[Set tasks]:
#1 Reproduce the part of the opinion piece on ending the Afghanistan war starting with "Of all the violations" and going on through "purpose after WWII.", swapping "war" for "armed conflict".
#2 Carry on the opinion piece about Biden's ending of the Afghanistan war, picking up after its final sentence.

[Selected excerpt]:
<<<<

Let us celebrate Biden’s ending of a brutal war

Armed Afghan men

Armed Afghan men, supporting the Afghan security forces against the Taliban, walk along a road in Bazarak, Panjshir province, on August 18, 2021. 

Photo credit: AFP

What you need to know:

  • Biden resisted relentless pressure from military and intelligence chiefs as well as the powerful media to continue maintaining a small military force in Afghanistan.
  • Hailing Biden’s ending the war cannot nevertheless hide the enormity of the humiliation dealt to the US by the Taliban.

Amid the disastrous and lightning end to America’s longest war, and the inconceivable lack of preparedness for this very scenario, the most important outcome of the Afghanistan conflict is being overlooked by the media: a brutal, 20-year war and occupation seems to be drawing to a close. 

Of all the violations of human and other rights we condemn, nothing is more destructive than war, which kills thousands of innocents, plants internal hatred and sets back the invariably weaker nation for decades without any accountability for the aggressor. And yet few have made eradicating war a priority, even though the UN was founded for this explicit purpose after WWII. 

The war in Afghanistan has ended because President Joe Biden recognised there was no other alternative unless the US wanted to fight there forever. He resisted relentless pressure from military and intelligence chiefs as well as the powerful media to continue maintaining a small military force in Afghanistan, which of course was not acceptable to the Taliban.

Biden’s determination was not new. He has been arguing for this pullout for more than a decade. I am not a fan of Biden’s foreign policy, particularly fanning a new Cold War with his needlessly confrontational and even abusive approach towards Russia, China and Cuba. So convinced was he that US interests would be served in pulling out of Afghanistan that he readily followed in President Donald Trump’s footsteps, even though his rationale for seeking the White House was visceral opposition to all that Trump stood for.

In any case, the Taliban had in effect won this war a long while back. Afghan support for the regime had been plunging as corruption mushroomed and presidential and other elections were routinely rigged. 

The disaffection was indubitably demonstrated in the Taliban’s almost effortless 10-day sweep of the provincial capitals and Kabul, many of which surrendered without a fight. Some $2 trillion and thousands of lives were extinguished in vain, and a country demolished.

No wonder, Biden broke diplomatic protocol by openly excoriating the Afghan leadership and armed forces. He said they had not been prepared to defend their regime despite vastly outnumbering the Taliban foot soldiers (by five times!) and being “as well equipped as any army in the world,” while the insurgents were lightly armed and had no air force. However, the Taliban were armed by a powerful cause – fighting occupiers.

>>>>

Dataset records on object locations
<<<<

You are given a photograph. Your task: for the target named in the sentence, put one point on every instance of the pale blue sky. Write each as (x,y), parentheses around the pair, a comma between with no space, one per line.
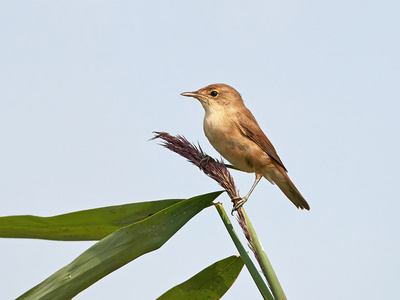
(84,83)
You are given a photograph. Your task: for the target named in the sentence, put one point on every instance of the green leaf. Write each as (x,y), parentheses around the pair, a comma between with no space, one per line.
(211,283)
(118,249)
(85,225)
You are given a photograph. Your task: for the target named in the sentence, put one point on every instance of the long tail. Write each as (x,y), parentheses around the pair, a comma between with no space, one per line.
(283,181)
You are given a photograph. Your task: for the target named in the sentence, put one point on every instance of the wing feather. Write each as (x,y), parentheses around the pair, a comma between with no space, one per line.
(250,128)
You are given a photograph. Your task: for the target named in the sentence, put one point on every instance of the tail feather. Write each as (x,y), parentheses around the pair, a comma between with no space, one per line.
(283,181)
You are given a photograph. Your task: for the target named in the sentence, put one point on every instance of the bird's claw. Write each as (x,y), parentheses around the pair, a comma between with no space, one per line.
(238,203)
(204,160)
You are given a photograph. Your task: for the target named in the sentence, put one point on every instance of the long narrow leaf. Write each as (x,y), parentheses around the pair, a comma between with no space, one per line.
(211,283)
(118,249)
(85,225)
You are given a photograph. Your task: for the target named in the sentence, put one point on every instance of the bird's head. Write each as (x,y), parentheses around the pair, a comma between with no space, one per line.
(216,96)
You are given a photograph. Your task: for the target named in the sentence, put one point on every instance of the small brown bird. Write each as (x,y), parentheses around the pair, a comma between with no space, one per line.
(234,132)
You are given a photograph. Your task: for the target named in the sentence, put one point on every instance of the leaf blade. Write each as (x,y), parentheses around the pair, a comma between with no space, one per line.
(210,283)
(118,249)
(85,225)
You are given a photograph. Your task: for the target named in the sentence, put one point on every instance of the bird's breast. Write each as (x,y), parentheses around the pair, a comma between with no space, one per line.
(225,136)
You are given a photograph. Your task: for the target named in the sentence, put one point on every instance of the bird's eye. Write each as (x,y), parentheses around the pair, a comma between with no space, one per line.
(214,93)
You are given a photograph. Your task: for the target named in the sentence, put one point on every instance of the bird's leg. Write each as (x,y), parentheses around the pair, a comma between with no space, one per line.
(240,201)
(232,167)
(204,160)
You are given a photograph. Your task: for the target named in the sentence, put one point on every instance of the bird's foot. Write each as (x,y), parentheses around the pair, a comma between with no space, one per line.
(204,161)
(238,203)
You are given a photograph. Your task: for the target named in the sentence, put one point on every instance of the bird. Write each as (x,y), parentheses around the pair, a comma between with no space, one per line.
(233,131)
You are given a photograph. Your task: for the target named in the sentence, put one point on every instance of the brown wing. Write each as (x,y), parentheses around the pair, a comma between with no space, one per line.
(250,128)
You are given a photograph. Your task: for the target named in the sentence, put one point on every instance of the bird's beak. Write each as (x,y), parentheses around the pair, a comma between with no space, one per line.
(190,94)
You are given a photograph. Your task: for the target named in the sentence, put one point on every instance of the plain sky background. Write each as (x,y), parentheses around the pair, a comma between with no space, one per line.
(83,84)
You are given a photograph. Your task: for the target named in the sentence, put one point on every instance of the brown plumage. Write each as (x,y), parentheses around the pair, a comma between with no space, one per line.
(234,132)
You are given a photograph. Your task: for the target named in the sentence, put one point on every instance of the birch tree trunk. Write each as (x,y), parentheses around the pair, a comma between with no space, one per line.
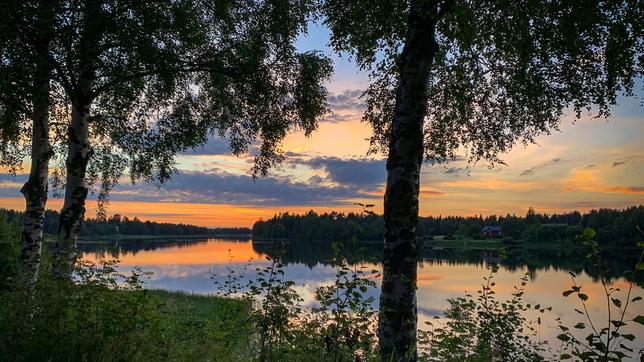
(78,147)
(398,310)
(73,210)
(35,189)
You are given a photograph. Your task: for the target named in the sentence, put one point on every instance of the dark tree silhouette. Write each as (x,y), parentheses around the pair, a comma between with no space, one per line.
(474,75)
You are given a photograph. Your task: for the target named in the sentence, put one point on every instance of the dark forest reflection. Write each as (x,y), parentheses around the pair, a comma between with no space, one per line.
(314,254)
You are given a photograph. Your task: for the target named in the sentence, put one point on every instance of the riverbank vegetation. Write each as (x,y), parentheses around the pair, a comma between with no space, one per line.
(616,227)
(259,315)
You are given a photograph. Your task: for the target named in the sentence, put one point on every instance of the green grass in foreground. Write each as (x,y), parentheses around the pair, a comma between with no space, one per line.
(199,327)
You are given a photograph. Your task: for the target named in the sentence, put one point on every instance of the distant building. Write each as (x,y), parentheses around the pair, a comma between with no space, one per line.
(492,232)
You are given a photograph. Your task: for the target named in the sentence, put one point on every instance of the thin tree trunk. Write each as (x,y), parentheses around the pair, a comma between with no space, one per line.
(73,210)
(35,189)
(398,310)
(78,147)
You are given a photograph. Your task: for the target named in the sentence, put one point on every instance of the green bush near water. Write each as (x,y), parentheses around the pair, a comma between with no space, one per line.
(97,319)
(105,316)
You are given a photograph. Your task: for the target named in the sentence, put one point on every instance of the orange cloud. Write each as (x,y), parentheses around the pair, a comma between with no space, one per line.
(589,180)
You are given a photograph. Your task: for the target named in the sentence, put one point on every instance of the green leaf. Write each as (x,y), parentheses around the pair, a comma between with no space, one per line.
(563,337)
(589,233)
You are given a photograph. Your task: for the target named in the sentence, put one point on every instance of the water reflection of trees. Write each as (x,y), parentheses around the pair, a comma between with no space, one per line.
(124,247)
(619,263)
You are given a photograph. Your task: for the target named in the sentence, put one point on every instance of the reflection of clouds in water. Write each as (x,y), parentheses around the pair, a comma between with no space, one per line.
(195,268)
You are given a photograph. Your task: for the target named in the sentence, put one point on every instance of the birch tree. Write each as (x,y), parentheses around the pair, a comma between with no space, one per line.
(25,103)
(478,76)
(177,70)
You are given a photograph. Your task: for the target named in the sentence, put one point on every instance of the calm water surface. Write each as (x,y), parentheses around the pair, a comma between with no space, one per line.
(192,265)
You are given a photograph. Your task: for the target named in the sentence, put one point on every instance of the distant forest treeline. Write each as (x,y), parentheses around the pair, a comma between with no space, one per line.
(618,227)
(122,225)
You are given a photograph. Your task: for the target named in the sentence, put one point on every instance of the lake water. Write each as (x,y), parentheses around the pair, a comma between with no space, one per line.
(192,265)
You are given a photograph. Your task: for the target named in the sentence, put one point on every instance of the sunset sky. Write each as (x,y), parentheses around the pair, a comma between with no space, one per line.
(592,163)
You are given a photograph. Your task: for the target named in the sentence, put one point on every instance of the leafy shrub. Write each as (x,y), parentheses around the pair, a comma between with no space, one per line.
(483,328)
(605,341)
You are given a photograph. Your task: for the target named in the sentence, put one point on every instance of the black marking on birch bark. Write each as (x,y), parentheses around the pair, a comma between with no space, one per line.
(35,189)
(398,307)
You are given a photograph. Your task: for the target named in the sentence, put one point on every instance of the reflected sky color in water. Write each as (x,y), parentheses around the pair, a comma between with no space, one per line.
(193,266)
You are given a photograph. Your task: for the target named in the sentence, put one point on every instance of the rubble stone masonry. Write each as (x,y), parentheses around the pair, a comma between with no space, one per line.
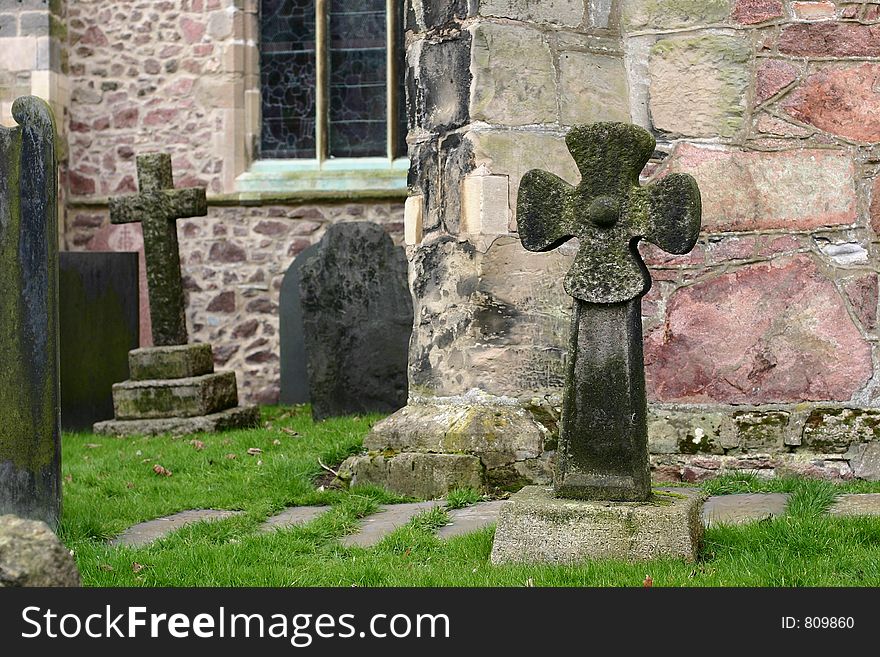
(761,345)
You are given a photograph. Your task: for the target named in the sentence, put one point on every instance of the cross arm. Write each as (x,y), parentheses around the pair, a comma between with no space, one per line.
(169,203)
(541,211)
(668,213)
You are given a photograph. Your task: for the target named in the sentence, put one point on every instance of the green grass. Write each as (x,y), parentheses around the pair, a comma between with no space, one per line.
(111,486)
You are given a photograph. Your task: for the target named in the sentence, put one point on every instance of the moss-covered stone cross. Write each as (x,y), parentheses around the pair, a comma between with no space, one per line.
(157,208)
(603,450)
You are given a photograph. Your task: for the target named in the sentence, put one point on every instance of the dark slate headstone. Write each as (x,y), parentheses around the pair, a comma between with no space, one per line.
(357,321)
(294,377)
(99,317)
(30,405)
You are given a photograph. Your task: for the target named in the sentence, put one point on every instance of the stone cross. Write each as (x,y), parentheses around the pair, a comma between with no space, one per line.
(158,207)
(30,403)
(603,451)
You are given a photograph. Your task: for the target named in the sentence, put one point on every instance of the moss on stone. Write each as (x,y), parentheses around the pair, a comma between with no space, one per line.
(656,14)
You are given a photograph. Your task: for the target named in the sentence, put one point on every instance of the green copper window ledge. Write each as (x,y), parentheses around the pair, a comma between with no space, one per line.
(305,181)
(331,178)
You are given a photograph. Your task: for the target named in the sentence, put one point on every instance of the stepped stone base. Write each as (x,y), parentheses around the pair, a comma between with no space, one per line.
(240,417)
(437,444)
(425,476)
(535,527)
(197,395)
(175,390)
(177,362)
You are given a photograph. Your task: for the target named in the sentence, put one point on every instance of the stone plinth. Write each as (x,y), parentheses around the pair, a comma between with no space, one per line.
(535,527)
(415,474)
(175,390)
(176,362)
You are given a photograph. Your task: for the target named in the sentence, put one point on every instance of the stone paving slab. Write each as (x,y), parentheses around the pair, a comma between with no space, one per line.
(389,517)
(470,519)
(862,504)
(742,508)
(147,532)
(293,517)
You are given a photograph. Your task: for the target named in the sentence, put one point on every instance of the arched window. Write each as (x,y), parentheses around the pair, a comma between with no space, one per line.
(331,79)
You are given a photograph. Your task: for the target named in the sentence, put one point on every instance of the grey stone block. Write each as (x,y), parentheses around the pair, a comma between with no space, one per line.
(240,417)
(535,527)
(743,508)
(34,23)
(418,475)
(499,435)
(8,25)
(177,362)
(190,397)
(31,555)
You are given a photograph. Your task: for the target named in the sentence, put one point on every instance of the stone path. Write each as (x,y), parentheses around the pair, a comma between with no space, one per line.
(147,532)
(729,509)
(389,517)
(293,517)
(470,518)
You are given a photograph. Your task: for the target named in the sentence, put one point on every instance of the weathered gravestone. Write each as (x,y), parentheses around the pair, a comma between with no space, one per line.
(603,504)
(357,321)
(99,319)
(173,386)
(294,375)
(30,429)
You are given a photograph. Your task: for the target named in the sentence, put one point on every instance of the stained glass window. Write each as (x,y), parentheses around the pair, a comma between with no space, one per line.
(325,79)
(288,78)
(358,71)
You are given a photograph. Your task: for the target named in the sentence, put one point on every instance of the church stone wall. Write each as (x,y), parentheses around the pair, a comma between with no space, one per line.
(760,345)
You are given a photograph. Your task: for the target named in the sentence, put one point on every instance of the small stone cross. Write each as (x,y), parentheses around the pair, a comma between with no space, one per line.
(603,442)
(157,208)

>>>>
<<<<

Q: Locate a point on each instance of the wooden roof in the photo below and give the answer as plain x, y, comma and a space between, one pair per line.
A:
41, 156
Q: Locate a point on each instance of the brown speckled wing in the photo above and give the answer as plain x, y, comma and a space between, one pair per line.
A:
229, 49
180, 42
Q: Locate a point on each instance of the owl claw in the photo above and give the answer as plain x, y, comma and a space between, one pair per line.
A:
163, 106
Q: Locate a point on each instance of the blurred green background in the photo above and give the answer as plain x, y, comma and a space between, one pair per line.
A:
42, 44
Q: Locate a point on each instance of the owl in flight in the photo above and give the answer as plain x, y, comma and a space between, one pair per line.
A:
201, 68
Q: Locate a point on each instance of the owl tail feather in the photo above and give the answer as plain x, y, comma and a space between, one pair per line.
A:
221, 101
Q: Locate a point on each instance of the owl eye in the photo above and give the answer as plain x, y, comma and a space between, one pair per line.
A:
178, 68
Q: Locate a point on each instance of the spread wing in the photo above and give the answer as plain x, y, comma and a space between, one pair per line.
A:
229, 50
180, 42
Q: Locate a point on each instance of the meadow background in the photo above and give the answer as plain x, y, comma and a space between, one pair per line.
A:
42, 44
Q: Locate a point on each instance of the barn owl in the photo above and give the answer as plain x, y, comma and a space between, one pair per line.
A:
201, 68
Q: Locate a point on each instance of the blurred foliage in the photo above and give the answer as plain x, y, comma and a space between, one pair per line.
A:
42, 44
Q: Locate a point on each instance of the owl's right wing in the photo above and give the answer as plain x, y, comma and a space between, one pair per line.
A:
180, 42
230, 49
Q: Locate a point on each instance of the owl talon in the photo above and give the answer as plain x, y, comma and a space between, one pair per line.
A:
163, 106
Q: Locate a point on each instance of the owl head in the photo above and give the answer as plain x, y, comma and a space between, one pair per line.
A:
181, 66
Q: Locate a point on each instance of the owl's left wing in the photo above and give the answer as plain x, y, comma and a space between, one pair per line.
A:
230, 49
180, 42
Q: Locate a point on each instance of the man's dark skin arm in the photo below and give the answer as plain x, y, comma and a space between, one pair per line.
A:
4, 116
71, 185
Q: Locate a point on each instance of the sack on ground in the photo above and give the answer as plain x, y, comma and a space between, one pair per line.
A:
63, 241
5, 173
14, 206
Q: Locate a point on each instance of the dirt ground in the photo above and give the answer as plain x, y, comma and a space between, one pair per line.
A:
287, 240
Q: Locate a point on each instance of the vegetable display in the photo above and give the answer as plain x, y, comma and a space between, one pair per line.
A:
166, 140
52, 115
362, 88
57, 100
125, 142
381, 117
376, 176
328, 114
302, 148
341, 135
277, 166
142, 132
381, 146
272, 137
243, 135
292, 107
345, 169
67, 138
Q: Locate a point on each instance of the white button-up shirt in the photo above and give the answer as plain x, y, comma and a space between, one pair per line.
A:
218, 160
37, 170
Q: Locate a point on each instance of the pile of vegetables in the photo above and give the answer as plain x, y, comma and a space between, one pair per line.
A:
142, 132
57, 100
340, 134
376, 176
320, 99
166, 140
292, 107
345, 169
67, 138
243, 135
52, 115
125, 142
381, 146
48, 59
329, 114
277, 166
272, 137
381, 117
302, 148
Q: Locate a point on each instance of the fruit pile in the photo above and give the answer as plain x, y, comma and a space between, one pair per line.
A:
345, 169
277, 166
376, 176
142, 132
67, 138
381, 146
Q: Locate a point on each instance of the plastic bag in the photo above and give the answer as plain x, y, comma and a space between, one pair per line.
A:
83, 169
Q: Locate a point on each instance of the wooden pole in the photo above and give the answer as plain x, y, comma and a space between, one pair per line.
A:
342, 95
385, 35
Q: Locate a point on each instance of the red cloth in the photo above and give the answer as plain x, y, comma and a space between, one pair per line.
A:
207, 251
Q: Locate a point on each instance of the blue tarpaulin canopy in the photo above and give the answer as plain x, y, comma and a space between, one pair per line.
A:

>>>>

[Exercise responses]:
#1
Of all the violations of human and other rights we condemn, nothing is more destructive than armed conflict, which kills thousands of innocents, plants internal hatred and sets back the invariably weaker nation for decades without any accountability for the aggressor. And yet few have made eradicating armed conflict a priority, even though the UN was founded for this explicit purpose after WWII.

#2
Foreign policy disaster

Richard Fontaine, the head of the Centre for A New American Security – an influential think tank – captured this dichotomy by saying that “everything depends on the will to fight for the government. And that, it turns out, depended on US presence and support”.

But Fontaine did not explore a bigger truth – that in this poorest of countries, “support” for the occupation was significantly built by the hundreds of billions of dollars that the US poured into the economy, which provided unheard of incomes to thousands of Afghans serving the vast needs of mighty occupying powers. The same was true of the Iraq occupation, where the US in the first year handed over $12 billion in cash to the new government.

The other significant source of Afghan support came from women and other marginalised groups who had exercised their rights in a way they had never been able to under the Taliban or even earlier.

Hailing Biden’s ending the war cannot nevertheless hide the enormity of the humiliation dealt to the US by the Taliban, as the Washington Post said in its editorial. 

In the UK, Thomas Tugendhat, the chairman of Parliament’s Foreign Affairs Committee, termed this collapse the greatest foreign policy disaster since the failed UK-French attempt to seize the Suez Canal in 1956.

The global and domestic reverberations from the Taliban victory will haunt Biden’s presidency. He had enjoyed overwhelming media and Democratic party support despite a flawed overall performance, thanks to the lurking Trump. But now, even senior Democrats are criticising him, fearing that the scale of the debacle could lose them the presidency as well as the Senate and the House in 2024.

Biden is clearly not the only offender in this mess. How could the military, national security and intelligence agencies, with their vast networks built over 20 years of occupation, been so out-of-touch with ground realities and utterly unprepared for what unfolded?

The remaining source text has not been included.